#### [Goal 1]
How many lines in the entries below contain the word "Find"? Reply with the number alone.

#### [Passage given]
- Born: 9 February 1936 Eibenstock, Germany
- Education: Thomasschule; Musikhochschule Leipzig; Leipzig University;
- Occupations: Conductor; Academic;
- Organizations: Leipziger Universitätschor; Neues Bachisches Collegium Musicum; Leipzig University;
- Awards: Kunstpreis der DDR; Nationalpreis der DDR; Deutscher Schallplattenpreis; Biermann-Ratjen-Medaille;

= Max Pommer =

German musicologist and conductor

Max Pommer (born 9 February 1936) is a German musicologist and conductor, a director of the Leipziger Universitätschor and the founder and conductor of the Neues Bachisches Collegium Musicum.

#### [Given information]

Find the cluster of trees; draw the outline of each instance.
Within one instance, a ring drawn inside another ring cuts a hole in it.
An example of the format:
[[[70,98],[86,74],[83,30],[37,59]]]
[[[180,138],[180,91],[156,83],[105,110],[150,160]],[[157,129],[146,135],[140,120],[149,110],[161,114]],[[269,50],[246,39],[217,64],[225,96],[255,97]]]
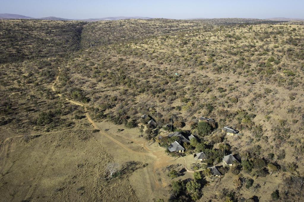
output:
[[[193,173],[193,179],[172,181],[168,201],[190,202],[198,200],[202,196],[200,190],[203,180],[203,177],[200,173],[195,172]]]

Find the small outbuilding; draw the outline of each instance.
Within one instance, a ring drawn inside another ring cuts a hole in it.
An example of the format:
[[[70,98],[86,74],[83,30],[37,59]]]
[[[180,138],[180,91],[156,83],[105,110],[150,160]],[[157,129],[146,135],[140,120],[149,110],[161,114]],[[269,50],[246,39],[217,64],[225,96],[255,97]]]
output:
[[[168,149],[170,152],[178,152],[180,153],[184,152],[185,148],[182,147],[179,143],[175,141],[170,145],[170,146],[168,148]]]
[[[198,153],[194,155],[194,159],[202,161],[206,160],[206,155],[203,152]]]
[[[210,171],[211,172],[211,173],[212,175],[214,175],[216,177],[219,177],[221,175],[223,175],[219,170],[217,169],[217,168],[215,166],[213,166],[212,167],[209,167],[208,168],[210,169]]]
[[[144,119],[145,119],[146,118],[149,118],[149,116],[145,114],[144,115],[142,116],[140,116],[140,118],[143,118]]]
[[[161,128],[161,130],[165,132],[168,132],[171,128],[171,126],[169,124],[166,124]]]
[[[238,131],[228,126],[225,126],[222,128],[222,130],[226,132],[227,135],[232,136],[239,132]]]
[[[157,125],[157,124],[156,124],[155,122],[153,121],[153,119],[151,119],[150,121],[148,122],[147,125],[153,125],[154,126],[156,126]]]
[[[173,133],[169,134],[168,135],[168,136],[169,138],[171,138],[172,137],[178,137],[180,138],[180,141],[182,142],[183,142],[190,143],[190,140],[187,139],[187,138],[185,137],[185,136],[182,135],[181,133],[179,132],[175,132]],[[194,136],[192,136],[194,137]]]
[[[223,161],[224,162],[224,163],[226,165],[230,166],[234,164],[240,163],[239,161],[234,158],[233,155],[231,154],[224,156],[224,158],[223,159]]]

#### [Goal 2]
Continue the text on Max Pommer above, starting right after its last sentence.

#### [Task response 1]
2

#### [Task response 2]
== Career ==
Born in Leipzig, Pommer was a student of the Thomasschule in his home town, where he founded a chamber orchestra. He studied conducting and piano at the Musikhochschule Leipzig, and from 1960 to 1964 also musicology at the Leipzig University. He was the conductor of the Leipziger Universitätschor from 1973 to 1987. He founded in 1979 the Neues Bachisches Collegium Musicum, formed by players of the Gewandhausorchester, which gained him international recognition and awards. In 1980, he was appointed professor at the Leipzig University.

From 1987 to 1991, Pommer was Generalmusikdirektor of the MDR Sinfonieorchester. He was the conductor of the Hamburger Camerata from 2001 to 2011, when he celebrated his 75th birthday.

== Awards ==
- 1979: Kunstpreis der DDR
- 1985: Nationalpreis der DDR für Kunst und Literatur, III. Klasse
- 1985: Deutscher Schallplattenpreis
- 2011: Biermann-Ratjen-Medaille of Hamburg

== Literature ==
- Horst Riedel: Stadtlexikon Leipzig von A bis Z. Pro Leipzig, Leipzig 2005, ISBN 3-936508-03-8.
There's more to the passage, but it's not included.